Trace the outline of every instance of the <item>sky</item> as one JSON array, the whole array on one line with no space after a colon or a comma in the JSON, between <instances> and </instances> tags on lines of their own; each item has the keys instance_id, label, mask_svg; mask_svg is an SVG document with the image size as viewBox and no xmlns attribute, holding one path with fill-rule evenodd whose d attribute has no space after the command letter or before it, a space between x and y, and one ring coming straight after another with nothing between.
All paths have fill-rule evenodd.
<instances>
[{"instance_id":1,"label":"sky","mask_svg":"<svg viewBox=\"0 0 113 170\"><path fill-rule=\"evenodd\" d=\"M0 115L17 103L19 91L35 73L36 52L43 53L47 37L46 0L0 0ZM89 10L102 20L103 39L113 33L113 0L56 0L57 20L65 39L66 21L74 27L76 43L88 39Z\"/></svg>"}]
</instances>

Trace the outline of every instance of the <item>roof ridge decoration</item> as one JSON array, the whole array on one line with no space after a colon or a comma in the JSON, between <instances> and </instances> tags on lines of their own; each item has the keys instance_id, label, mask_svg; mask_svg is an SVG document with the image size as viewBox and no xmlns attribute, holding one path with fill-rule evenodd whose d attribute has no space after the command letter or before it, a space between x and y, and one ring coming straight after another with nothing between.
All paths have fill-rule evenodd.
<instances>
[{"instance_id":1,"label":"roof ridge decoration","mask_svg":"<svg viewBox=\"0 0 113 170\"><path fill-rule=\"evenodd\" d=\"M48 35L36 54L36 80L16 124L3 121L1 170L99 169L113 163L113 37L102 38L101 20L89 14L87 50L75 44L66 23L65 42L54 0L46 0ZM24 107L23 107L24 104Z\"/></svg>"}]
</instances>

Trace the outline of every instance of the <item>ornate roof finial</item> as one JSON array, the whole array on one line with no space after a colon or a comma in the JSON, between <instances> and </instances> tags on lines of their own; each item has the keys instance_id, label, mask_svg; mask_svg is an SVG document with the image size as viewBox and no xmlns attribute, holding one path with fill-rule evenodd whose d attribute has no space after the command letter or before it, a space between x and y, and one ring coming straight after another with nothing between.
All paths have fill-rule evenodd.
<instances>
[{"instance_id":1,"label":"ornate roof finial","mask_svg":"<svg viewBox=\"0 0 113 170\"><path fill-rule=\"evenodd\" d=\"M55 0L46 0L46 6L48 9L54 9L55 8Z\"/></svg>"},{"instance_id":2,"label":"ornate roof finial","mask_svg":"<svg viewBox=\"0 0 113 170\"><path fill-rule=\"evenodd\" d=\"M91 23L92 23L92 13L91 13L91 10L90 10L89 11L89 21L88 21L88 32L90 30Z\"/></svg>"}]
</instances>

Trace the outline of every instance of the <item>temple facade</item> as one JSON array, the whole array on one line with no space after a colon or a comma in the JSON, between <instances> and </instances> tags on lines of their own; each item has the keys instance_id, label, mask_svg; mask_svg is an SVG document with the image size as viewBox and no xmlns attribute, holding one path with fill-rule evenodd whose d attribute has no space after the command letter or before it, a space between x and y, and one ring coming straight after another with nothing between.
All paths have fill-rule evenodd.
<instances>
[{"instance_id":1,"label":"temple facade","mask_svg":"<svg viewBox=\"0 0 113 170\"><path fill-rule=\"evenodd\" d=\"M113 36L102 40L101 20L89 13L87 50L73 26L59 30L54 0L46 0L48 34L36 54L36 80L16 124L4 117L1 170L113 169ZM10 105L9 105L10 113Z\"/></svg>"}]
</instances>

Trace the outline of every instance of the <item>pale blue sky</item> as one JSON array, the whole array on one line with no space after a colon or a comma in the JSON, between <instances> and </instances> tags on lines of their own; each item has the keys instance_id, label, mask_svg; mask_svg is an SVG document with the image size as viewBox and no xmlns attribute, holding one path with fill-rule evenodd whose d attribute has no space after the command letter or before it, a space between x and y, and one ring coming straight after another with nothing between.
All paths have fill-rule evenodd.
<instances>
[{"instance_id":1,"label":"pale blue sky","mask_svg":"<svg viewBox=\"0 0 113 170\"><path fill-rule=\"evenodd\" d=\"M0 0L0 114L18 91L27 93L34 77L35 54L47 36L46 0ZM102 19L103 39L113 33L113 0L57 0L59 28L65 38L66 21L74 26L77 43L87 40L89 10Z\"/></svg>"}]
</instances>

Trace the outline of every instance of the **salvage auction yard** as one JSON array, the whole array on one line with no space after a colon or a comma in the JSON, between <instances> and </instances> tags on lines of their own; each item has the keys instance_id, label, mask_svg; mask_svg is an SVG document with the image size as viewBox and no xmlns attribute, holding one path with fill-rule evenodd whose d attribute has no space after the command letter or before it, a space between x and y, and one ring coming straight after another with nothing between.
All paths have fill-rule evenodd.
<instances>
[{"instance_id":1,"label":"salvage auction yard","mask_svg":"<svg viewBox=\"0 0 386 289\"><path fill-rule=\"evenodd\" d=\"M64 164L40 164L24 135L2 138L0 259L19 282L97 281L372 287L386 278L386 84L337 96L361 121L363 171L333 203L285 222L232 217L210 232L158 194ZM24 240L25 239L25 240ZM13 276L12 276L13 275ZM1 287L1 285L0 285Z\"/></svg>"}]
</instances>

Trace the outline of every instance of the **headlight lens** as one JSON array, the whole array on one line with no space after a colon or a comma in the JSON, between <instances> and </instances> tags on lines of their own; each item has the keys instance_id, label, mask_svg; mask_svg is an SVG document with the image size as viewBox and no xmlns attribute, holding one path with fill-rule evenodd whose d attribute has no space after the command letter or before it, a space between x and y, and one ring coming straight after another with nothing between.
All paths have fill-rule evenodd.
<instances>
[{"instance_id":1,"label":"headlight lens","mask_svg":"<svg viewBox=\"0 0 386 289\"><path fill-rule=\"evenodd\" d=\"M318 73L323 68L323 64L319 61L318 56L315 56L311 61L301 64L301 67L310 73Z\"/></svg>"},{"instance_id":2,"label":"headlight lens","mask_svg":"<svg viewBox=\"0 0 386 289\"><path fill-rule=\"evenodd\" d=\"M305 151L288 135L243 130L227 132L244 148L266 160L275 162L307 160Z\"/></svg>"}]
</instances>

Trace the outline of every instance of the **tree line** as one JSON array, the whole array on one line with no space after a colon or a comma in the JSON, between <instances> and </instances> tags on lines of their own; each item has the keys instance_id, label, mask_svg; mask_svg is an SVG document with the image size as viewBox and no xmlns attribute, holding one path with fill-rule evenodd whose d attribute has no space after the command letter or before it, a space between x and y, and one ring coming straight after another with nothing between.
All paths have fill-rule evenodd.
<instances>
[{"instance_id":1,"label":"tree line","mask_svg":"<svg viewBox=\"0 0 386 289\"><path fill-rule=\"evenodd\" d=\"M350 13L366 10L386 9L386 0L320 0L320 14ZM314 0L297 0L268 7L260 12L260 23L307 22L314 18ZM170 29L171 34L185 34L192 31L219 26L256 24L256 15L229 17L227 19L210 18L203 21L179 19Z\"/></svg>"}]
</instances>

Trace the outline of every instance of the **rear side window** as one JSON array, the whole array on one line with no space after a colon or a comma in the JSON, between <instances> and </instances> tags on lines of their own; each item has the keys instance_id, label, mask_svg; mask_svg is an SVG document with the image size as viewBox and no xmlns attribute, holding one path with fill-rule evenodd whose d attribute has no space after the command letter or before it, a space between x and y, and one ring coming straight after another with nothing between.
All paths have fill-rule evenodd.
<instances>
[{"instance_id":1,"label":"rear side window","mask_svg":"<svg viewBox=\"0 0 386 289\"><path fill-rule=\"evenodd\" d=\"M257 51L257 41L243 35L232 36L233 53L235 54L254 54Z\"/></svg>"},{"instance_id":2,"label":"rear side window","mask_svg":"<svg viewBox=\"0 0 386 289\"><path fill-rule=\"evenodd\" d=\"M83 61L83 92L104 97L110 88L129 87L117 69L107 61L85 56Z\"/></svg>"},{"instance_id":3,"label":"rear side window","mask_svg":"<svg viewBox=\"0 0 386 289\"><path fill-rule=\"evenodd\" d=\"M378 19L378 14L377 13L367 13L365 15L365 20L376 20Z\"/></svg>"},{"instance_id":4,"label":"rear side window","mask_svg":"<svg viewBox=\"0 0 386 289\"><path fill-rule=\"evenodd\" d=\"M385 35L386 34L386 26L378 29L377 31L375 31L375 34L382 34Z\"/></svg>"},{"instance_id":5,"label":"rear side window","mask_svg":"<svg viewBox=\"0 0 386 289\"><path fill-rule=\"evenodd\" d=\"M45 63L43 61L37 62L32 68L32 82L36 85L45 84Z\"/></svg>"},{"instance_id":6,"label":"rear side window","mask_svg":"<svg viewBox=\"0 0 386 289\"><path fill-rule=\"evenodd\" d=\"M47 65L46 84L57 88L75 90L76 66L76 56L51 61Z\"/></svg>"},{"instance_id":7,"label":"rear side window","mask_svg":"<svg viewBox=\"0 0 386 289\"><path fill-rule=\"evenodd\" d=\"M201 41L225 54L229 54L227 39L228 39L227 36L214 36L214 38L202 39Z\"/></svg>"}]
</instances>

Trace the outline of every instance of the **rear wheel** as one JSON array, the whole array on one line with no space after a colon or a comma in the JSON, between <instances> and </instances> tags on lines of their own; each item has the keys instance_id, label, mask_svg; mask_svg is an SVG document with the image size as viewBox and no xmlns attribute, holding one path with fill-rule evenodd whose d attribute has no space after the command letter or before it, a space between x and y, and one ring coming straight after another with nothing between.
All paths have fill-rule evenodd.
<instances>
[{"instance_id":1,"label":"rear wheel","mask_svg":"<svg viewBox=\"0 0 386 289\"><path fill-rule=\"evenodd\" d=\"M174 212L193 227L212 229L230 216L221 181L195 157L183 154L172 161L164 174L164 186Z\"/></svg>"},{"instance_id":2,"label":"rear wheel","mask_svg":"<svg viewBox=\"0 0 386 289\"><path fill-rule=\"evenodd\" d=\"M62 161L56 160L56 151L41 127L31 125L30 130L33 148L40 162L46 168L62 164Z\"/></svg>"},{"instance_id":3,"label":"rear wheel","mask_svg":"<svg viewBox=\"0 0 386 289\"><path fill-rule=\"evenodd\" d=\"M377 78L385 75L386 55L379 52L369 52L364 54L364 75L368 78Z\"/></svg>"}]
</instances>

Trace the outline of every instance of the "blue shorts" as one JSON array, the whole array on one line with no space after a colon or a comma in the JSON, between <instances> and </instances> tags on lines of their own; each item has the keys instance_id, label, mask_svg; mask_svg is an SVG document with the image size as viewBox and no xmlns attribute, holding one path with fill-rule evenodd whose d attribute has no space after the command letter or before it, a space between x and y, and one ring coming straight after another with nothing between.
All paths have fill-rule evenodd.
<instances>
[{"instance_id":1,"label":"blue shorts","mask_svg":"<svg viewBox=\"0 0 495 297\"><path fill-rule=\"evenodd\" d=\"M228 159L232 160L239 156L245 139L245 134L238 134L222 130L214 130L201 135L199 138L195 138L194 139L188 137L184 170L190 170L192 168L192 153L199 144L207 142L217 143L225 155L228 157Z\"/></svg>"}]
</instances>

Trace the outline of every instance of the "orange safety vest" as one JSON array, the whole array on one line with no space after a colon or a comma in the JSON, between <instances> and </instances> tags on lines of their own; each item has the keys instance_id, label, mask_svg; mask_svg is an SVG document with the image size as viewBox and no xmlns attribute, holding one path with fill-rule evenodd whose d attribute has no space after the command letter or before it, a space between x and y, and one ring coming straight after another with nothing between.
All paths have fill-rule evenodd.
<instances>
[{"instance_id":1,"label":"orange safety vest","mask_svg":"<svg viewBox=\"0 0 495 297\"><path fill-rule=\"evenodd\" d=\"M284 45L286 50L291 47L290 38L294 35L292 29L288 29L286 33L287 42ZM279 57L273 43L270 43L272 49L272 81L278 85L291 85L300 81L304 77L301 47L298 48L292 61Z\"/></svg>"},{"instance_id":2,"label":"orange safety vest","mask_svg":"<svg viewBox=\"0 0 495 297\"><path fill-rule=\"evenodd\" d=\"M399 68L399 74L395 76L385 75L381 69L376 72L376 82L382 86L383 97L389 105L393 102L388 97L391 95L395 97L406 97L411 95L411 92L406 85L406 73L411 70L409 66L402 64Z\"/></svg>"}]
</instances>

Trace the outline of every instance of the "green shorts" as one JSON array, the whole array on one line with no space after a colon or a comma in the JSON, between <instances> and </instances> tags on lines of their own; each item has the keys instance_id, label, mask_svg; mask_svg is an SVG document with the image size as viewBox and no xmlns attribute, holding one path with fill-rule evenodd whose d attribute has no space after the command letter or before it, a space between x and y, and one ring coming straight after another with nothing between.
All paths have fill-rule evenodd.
::::
## Task
Give back every line of the records in which the string "green" appears.

## Solution
Trace the outline of every instance of the "green shorts" as one JSON array, the whole array on one line with no space after a colon or a comma in the JSON, between <instances> and </instances> tags on lines of their own; each item has the keys instance_id, label, mask_svg; mask_svg is an SVG document with the image size as viewBox and no xmlns attribute, holding one path with fill-rule evenodd whose d attribute has no space after the command letter or before it, a space between x and y, and one ring coming straight after another with nothing between.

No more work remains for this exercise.